» Exercise details
Can you retype every one of the rows below character for character, without altering anything?

» Information supplied
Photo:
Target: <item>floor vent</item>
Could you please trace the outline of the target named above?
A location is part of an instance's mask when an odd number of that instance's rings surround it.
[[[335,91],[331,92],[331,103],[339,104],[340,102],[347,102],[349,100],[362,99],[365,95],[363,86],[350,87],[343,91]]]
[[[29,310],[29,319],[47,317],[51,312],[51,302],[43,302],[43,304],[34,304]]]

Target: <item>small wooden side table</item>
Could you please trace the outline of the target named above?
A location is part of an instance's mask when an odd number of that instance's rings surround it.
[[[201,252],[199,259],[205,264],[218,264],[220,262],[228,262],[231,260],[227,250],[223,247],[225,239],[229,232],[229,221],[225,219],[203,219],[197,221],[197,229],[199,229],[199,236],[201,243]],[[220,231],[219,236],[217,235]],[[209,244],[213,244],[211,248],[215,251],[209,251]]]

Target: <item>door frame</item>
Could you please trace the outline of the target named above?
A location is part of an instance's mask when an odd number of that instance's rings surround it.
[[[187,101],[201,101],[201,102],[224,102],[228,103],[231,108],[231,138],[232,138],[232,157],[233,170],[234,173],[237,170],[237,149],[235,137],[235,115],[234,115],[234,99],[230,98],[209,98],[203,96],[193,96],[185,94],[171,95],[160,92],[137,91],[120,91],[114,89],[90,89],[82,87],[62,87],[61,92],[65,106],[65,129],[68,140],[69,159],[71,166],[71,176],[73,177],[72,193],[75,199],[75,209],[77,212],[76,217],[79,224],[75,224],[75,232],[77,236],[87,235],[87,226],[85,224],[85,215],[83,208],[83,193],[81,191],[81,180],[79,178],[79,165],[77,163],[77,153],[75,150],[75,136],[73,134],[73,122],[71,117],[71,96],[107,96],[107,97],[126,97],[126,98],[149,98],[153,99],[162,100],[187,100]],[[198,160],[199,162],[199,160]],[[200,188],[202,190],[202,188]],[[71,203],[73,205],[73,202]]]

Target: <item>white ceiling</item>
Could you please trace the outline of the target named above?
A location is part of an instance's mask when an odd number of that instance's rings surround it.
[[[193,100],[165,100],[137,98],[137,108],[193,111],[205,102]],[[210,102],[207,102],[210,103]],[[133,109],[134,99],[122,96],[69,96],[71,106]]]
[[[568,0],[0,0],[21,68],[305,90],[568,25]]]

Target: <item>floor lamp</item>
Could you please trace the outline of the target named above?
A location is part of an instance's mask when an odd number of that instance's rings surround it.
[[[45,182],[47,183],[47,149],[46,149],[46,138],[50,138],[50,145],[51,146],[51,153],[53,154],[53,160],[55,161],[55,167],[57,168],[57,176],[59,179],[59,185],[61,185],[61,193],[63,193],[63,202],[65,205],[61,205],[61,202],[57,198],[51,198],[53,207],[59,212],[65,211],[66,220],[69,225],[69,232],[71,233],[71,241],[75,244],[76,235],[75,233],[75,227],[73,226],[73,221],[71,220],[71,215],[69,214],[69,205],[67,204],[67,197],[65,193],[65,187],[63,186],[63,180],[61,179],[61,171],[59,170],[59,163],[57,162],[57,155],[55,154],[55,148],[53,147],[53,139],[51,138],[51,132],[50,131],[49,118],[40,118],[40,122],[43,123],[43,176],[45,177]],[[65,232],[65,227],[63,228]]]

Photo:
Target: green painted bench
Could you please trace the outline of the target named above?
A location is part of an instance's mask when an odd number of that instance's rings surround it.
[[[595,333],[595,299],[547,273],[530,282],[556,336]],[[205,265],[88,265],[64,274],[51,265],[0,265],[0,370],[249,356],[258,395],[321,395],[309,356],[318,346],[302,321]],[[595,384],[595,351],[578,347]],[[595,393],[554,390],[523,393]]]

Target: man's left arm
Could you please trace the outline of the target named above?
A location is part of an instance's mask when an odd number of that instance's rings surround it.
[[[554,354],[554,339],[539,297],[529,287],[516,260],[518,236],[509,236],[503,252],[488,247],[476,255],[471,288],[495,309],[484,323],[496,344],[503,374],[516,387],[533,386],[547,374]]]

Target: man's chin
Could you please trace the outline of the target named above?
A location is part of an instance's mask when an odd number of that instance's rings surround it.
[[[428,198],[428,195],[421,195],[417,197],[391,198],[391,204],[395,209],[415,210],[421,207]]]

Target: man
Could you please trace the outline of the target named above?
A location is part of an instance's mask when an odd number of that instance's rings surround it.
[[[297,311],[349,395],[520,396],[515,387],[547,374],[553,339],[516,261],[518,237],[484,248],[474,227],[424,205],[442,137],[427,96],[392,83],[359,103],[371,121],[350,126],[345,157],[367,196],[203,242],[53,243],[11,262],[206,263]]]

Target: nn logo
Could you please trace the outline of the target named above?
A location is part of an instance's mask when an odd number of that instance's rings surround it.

» Full output
Photo:
Target: <item>floor vent</item>
Could you please trace the outline of the target named above?
A location is part of an instance's mask when an odd number of that instance's rings surround it.
[[[335,91],[331,92],[331,103],[339,104],[340,102],[347,102],[349,100],[362,99],[365,95],[363,86],[350,87],[343,91]]]
[[[29,310],[29,319],[47,317],[51,312],[51,302],[43,302],[43,304],[34,304]]]

Target: <item>small wooden side table</item>
Could you please trace the outline of the target named above?
A location is part of an instance's mask when an odd number of that instance's rings surround it.
[[[201,252],[199,259],[205,264],[218,264],[220,262],[228,262],[231,260],[227,250],[223,247],[225,239],[229,232],[229,221],[225,219],[203,219],[197,221],[197,229],[199,229],[199,236],[201,243]],[[220,231],[219,236],[217,235]],[[209,244],[213,244],[211,248],[215,251],[209,251]]]

Target: <item>door frame</item>
Could you please trace the outline of the target named above?
A location is part of an instance's mask when an odd number of that instance's rings surround it.
[[[187,101],[201,101],[201,102],[224,102],[228,103],[231,108],[231,138],[232,138],[232,157],[233,170],[234,173],[237,170],[237,149],[235,137],[235,115],[234,115],[234,99],[230,98],[209,98],[203,96],[193,96],[185,94],[171,95],[160,92],[137,91],[120,91],[114,89],[90,89],[82,87],[62,87],[61,92],[65,106],[65,129],[68,140],[69,159],[71,166],[71,176],[73,177],[72,193],[75,199],[75,209],[77,212],[76,217],[79,224],[75,224],[75,232],[77,236],[87,235],[87,226],[85,224],[85,215],[83,208],[83,193],[81,191],[81,180],[79,178],[79,165],[77,163],[77,153],[75,150],[75,136],[73,134],[73,122],[71,117],[71,96],[107,96],[107,97],[126,97],[126,98],[149,98],[153,99],[162,100],[187,100]],[[198,160],[199,162],[199,160]],[[200,188],[202,190],[202,188]],[[71,203],[73,205],[73,202]]]

Target: <item>white ceiling</item>
Could you please trace the outline of the target named above?
A location is part of an instance's mask when an odd number of that instance's rings surround it.
[[[193,100],[165,100],[137,98],[137,108],[193,111],[205,102]],[[210,102],[207,102],[210,103]],[[133,109],[134,99],[122,96],[69,96],[71,106]]]
[[[568,0],[0,0],[21,68],[305,90],[568,25]]]

Target: <item>floor lamp</item>
Could you please trace the outline of the target named above?
A location is part of an instance's mask when an odd number of that instance's rings surround it.
[[[45,182],[47,183],[47,149],[46,149],[46,138],[50,138],[50,145],[51,146],[51,153],[53,154],[53,160],[55,161],[55,167],[57,168],[57,176],[59,179],[59,185],[61,185],[61,193],[63,193],[63,202],[65,205],[61,205],[61,202],[57,198],[51,198],[53,207],[59,212],[65,211],[66,220],[69,225],[69,232],[71,233],[71,241],[75,244],[76,235],[75,233],[75,227],[73,226],[73,221],[71,220],[71,215],[69,214],[69,205],[67,204],[67,197],[65,193],[65,187],[63,186],[63,180],[61,179],[61,171],[59,170],[59,163],[57,162],[57,155],[55,154],[55,148],[53,147],[53,139],[51,138],[51,132],[50,131],[49,118],[40,118],[40,122],[43,123],[43,176],[45,177]],[[65,232],[65,227],[63,228]]]

Photo:
Target: green painted bench
Could you please trace the outline of the target named above?
A location is part of an instance's mask when an odd number of that instance's rings surround it.
[[[595,333],[595,299],[547,273],[530,282],[556,336]],[[205,265],[88,265],[64,274],[51,265],[0,265],[0,370],[249,356],[258,395],[321,395],[309,356],[318,346],[302,321]],[[595,384],[595,351],[578,347]],[[595,393],[554,390],[523,393]]]

Target: man's left arm
Could you please trace the outline of the target named above?
A location is part of an instance's mask when an odd number of that instance's rings surround it.
[[[554,354],[554,339],[539,297],[529,287],[516,260],[518,236],[509,236],[503,252],[488,247],[476,255],[471,288],[495,309],[484,323],[496,344],[503,374],[516,387],[533,386],[547,374]]]

Target: man's chin
Could you please trace the outline of the target named above?
A location is part of an instance's mask when an odd number of that instance's rings surround it.
[[[428,198],[428,195],[421,195],[417,197],[391,198],[391,204],[395,209],[415,210],[421,207]]]

Target: man
Could you please trace the outline of the target named above?
A location is part of an instance's mask when an odd number of that instance's rings surround it.
[[[297,311],[349,395],[520,396],[515,387],[547,374],[553,339],[516,261],[518,237],[484,248],[474,227],[424,205],[442,137],[427,96],[392,83],[359,103],[371,121],[350,126],[345,157],[367,196],[203,242],[53,243],[11,262],[206,263]]]

Target: nn logo
Could you please trace the outline of the target named above?
A location is part of an instance's mask when an odd number of that instance's rings surround it.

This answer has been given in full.